_WHAT TO PRODUCE_
Could you rewrite all the records below, replacing every "marker" with "point" and keeping everything else unchanged?

_STORED DATA_
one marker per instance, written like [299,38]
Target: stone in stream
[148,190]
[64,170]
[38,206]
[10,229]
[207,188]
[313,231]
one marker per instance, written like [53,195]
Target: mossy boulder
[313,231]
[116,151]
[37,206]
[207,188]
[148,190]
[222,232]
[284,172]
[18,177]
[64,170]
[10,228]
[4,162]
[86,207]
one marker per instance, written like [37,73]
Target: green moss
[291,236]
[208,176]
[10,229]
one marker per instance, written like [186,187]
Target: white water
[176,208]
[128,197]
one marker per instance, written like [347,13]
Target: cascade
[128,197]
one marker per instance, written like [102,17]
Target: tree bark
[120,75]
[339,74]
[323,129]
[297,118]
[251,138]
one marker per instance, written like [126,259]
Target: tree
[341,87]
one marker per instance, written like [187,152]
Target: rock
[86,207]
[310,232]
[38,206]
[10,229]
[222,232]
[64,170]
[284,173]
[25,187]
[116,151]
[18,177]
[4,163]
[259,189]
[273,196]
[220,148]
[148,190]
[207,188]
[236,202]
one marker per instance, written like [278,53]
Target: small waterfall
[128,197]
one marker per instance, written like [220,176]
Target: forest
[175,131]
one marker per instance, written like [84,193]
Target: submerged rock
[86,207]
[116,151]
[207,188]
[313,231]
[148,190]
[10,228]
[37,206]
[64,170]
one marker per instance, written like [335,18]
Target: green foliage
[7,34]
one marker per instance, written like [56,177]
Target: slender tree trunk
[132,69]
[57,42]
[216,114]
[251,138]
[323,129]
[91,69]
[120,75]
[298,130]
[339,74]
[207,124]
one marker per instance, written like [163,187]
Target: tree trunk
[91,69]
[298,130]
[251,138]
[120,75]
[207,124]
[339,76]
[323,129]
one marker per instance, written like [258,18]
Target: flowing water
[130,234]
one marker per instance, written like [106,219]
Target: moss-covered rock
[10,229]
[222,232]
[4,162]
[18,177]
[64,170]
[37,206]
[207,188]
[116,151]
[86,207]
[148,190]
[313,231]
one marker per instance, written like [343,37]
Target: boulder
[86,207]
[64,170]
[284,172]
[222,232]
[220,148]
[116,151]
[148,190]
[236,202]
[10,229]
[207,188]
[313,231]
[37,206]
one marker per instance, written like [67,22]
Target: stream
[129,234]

_THE COMPLETED TASK_
one point per instance, written like [299,38]
Target: stone in stream
[148,190]
[64,170]
[38,206]
[10,229]
[207,188]
[313,231]
one point per instance, written like [53,195]
Target: mossy boulder
[313,231]
[116,151]
[37,206]
[207,188]
[148,190]
[222,232]
[284,172]
[18,177]
[64,170]
[10,228]
[4,162]
[86,207]
one point per instance, written like [37,73]
Target: green moss
[291,236]
[208,176]
[10,229]
one point per instance, written like [186,187]
Target: white water
[176,208]
[128,197]
one point per instance, written like [347,13]
Target: cascade
[128,197]
one point per instance, written like [102,17]
Target: tree bark
[120,75]
[339,74]
[323,129]
[297,118]
[251,138]
one point per instance, written like [126,259]
Target: tree
[341,87]
one point per instance, written like [187,152]
Target: rock
[86,207]
[310,232]
[38,206]
[10,229]
[222,232]
[64,170]
[284,173]
[25,187]
[116,151]
[18,177]
[4,163]
[259,189]
[273,196]
[220,148]
[148,190]
[207,188]
[236,202]
one point per instance, written like [278,53]
Target: small waterfall
[128,197]
one point per instance, written like [220,176]
Target: forest
[175,131]
one point per instance, written like [84,193]
Target: submerged rock
[86,207]
[116,151]
[207,188]
[313,231]
[148,190]
[10,228]
[37,206]
[64,170]
one point per instance, written like [335,18]
Target: green foliage
[7,34]
one point per instance, written like [56,177]
Target: slender tree trunk
[132,69]
[57,42]
[216,114]
[251,138]
[323,129]
[91,69]
[120,75]
[298,130]
[339,74]
[207,124]
one point per instance, written like [163,187]
Target: tree trunk
[91,69]
[298,130]
[251,138]
[120,75]
[207,124]
[339,76]
[323,129]
one point per instance, written like [258,18]
Target: flowing water
[130,234]
one point per instance, written like [106,219]
Target: moss-covered rock
[10,229]
[222,232]
[4,162]
[18,177]
[64,170]
[37,206]
[207,188]
[116,151]
[86,207]
[148,190]
[313,231]
one point per instance, written like [343,37]
Target: boulder
[86,207]
[64,170]
[284,172]
[222,232]
[220,148]
[116,151]
[148,190]
[236,202]
[10,229]
[207,188]
[313,231]
[37,206]
one point per instance, written like [67,22]
Target: stream
[129,234]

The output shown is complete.